TEXT PROVIDED:
•••••

# Help required by a certified dimwit



## Darrin (Jan 7, 2022)

Hi all, I'm new to this forum and joined to try and improve my limited knowledge. I've had a 4greer rangemaster for quite a few years and recently dropped it, it no longer works. Being a common or garden sparky I decided to have a bash at finding out what was wrong, I've probably made it worse and as the old saying goes "bitten off more than I can chew". I've stripped it down to bare parts and then tried to source replacements with the intention of basically renewing all the electronics. The problem is that the original parts are now discontinued and I've not got a clue how to go about getting the correct driver /led combo which would restore my once lovely torch. 
It may be a case of finding someone who's more experienced and handing over the reigns and a few quid for a rebuild? Or biting the bullet and ordering a new one? 
Any advice appreciated


----------



## knucklegary (Jan 7, 2022)

Try contacting Vinh at Sky Lumen dot com.. He can rebuild it and more than likely give it a booster shot as well


----------



## Lynx_Arc (Jan 7, 2022)

First off you should be able to test the LED module to see if it works by taking 2 AA batteries in series and connecting them to it. Second if you figure out the circuitry is bad you can measure the board and there are places you can order another circuit board. Finally it looks like (not sure) that you have an XPG type emitter on it and unless you really "need" 1000 lumens I would consider getting a board that the highest output is what you want and look at the other modes.

•••••

DATASET SECTION:
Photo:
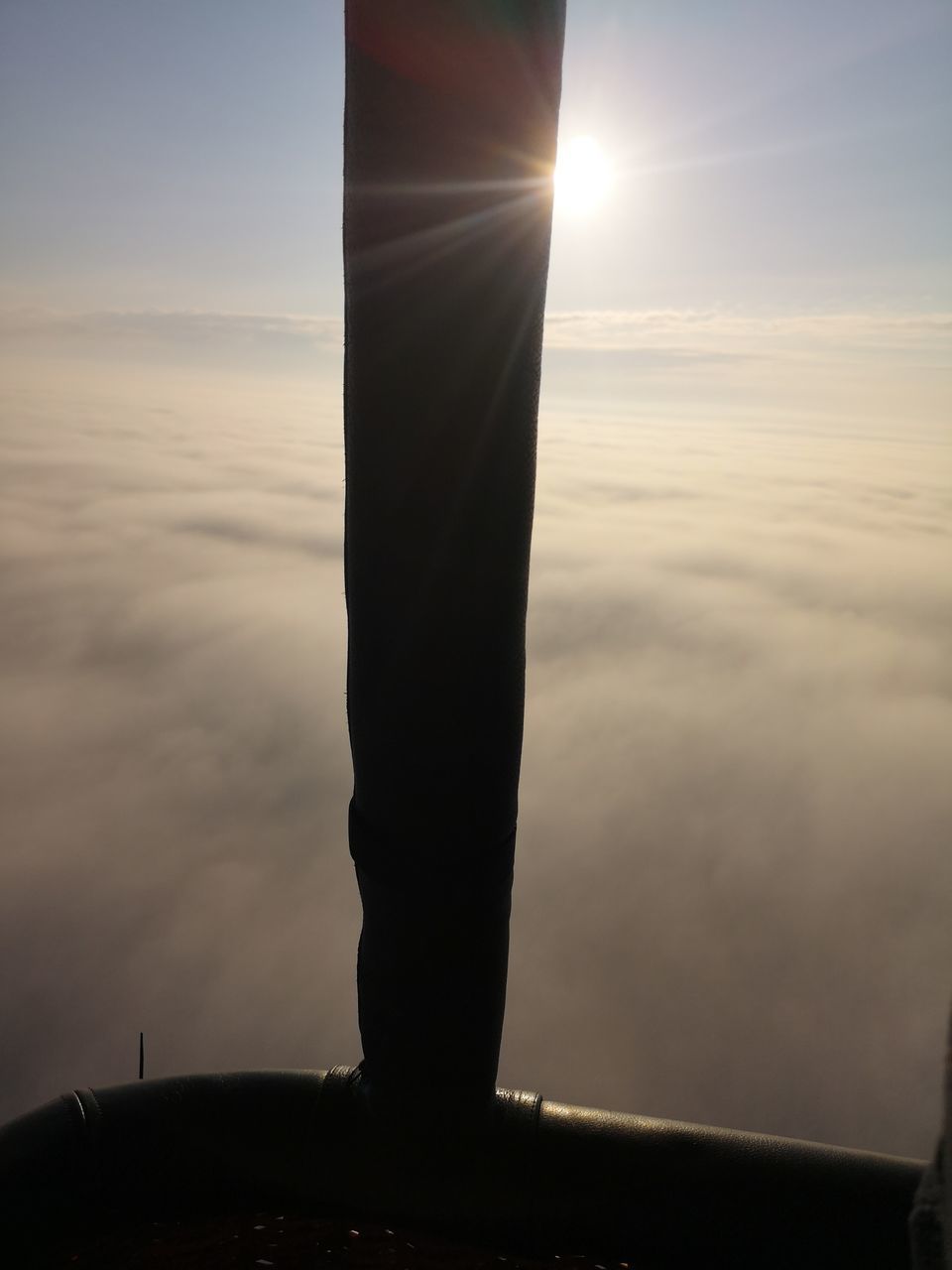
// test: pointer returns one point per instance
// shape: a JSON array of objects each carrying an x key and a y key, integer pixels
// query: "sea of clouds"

•••••

WHAT IS ASKED:
Reproduce the flashlight repair thread between "## knucklegary (Jan" and "Lynx_Arc (Jan 7, 2022)", inclusive, swapping "booster shot" for "upgrade".

THE OUTPUT:
## knucklegary (Jan 7, 2022)

Try contacting Vinh at Sky Lumen dot com.. He can rebuild it and more than likely give it a upgrade as well


----------



## Lynx_Arc (Jan 7, 2022)